** SOURCE MATERIAL **

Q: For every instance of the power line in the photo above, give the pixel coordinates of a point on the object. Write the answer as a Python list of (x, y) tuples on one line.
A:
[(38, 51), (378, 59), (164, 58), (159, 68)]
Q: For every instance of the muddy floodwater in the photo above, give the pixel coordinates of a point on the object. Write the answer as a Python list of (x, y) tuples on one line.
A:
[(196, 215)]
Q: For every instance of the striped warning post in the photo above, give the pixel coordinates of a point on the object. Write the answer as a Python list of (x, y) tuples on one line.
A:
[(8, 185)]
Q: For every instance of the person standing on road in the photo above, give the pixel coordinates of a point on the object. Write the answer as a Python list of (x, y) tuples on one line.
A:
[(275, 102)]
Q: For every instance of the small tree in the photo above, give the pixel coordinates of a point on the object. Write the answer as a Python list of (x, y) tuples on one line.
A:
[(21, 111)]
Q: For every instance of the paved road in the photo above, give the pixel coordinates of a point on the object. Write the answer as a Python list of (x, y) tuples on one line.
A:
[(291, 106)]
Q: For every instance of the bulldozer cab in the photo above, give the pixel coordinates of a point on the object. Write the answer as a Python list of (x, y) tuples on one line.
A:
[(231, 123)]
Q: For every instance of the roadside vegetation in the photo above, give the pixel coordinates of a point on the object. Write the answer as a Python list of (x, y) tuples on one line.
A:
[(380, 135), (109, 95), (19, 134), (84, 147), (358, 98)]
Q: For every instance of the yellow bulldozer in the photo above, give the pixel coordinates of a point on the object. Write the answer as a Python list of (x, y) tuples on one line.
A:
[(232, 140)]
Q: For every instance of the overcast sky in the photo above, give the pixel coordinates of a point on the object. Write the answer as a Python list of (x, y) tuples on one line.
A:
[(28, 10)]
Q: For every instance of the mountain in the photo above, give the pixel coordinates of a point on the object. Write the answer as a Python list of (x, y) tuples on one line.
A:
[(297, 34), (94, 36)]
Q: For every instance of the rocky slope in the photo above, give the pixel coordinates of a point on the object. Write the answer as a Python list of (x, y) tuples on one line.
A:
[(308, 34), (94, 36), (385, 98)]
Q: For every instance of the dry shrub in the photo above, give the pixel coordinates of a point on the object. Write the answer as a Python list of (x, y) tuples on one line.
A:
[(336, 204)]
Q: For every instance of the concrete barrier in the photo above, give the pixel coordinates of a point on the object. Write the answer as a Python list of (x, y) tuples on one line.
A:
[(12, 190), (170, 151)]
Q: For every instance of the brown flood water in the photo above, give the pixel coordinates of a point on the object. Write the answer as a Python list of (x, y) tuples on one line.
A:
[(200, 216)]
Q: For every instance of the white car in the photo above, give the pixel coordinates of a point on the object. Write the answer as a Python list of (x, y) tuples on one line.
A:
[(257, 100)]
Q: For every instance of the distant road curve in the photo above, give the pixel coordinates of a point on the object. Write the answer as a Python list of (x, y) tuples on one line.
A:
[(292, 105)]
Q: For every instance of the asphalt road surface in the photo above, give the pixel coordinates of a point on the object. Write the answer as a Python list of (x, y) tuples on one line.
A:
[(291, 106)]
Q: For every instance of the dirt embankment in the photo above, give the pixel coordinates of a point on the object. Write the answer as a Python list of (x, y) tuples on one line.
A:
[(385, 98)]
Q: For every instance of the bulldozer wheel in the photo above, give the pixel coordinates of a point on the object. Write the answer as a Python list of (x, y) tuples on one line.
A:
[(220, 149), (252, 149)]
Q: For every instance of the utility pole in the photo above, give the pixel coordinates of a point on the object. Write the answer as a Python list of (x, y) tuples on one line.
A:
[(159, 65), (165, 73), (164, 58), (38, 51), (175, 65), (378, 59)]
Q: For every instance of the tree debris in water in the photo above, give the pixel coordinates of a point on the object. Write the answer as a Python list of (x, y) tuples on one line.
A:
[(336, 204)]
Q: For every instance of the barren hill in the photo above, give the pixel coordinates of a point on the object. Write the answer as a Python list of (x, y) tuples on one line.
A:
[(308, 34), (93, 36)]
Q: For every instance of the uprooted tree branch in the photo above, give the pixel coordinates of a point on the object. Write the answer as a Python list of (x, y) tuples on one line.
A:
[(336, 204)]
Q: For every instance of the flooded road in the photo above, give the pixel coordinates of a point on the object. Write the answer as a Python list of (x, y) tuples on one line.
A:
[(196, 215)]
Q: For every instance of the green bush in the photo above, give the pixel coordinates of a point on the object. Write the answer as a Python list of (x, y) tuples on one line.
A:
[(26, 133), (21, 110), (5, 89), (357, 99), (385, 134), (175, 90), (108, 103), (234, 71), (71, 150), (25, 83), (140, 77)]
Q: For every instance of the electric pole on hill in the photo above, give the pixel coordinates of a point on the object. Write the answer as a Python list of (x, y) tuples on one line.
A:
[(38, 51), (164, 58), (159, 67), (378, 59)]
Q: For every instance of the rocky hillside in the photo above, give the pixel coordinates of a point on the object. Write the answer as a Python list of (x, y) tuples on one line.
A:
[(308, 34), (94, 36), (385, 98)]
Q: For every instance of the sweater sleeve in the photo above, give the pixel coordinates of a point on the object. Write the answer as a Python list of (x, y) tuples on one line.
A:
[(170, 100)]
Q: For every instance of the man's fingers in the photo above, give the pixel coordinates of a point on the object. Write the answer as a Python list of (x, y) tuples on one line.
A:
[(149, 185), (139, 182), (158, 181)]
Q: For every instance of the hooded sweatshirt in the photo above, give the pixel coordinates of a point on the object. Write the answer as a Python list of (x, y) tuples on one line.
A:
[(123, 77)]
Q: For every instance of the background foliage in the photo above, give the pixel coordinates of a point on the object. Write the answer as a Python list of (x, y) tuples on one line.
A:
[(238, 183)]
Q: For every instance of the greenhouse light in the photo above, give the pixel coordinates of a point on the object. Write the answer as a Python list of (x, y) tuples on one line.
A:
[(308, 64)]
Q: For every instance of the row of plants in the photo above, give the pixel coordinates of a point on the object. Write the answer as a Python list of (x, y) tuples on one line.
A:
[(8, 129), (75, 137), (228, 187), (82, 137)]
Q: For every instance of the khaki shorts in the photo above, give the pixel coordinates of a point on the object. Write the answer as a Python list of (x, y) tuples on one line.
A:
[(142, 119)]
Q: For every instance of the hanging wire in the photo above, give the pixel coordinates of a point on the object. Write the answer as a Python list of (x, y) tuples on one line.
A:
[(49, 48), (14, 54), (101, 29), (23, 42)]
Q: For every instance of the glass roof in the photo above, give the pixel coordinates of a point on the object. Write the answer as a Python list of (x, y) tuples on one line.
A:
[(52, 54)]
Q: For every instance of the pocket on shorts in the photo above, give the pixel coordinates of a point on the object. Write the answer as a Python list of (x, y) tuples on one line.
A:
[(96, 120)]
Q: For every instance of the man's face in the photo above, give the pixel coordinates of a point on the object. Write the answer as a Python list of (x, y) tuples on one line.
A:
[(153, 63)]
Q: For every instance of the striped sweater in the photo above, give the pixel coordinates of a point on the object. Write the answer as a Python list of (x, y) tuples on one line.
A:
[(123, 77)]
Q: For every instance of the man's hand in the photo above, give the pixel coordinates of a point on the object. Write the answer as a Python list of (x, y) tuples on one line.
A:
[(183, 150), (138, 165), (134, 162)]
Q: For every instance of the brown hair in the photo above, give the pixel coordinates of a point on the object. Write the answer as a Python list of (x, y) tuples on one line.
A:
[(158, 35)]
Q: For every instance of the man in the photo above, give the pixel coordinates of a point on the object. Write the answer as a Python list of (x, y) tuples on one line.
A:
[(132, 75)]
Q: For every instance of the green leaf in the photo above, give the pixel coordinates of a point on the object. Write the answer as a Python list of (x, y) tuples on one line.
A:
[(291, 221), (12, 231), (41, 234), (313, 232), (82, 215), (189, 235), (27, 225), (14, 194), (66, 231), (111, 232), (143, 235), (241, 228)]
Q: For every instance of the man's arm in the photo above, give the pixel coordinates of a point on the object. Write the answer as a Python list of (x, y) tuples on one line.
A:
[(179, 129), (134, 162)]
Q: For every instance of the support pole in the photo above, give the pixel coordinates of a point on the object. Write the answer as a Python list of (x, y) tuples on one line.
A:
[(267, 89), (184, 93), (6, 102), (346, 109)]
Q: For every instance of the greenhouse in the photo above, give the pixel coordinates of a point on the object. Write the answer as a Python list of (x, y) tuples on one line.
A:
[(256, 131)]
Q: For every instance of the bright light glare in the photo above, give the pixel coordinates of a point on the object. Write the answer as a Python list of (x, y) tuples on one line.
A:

** TO BE DONE **
Reproduce the lines from the first one through the line containing "[(21, 111)]", swapping "on one line" for "on a single line" and keeping everything else the same.

** EXERCISE RESPONSE **
Q: For every instance of the power line in the photo above, give the pixel coordinates of a point on the object. Write the answer as a Python list of (x, y) tuples on a single line.
A:
[(38, 51), (378, 59), (164, 58), (159, 68)]
Q: For every instance of the muddy floodwater in the photo above, give the pixel coordinates of a point on the object. Write the answer as a Python list of (x, y) tuples on a single line.
A:
[(196, 215)]
Q: For every instance of the striped warning post in the photo above, give the pixel coordinates of a point on the object. Write the answer as a Python list of (x, y) tuples on a single line.
A:
[(8, 185)]
Q: For every instance of the person standing on road in the photo above, give the pixel coordinates of a point on the object. Write the answer as a Python list of (x, y) tuples on a single line.
A:
[(275, 102)]
Q: For every instance of the small tree in the photo above, give the pixel coordinates of a point on the object. Write the answer as a Python list of (x, y) tuples on a single line.
A:
[(21, 111)]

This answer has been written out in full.